* Instruções do exercício *
No trecho do documento sobre curadoria em artes cênicas, de qual evento Piersandra Di Matteo participa em Belo Horizonte?

* Trecho do documento *
Curadoria: qual o papel nas artes cênicas?

Curadora Italiana Piersandra Di Matteo ministra curso In-Betweennes – Reciprocidade e dramaturgia urbana na curadoria de artes cênicas em BH

Foto: Guido Mencari

Definir práticas de pensamento, produzir contextos, temporalidades. São estes alguns dos desafios de quem se dedica à curadoria. São características que podem se aplicar, por exemplo, às artes visuais, à música, mas foram usadas para descrever especialmente a tarefa do curador de artes cênicas. Ou seja, aquela figura que, atuando dentro de um festival de teatro, por exemplo, escolhe as peças e demais ações que vão compor a parte artística do evento. Esta semana a curadora italiana Piersandra Di Matteo participa em Belo Horizonte do 2º Encontro sobre Curadoria em Artes Cênicas, uma ação extraordinária promovida pela Mostra Internacional de Teatro de São Paulo, a MITsp.

* Extrato de dados *
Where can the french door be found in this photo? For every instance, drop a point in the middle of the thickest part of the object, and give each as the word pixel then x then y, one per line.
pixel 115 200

* Resultado da tarefa *
Do 2º Encontro sobre Curadoria em Artes Cênicas, promovido pela Mostra Internacional de Teatro de São Paulo, a MITsp.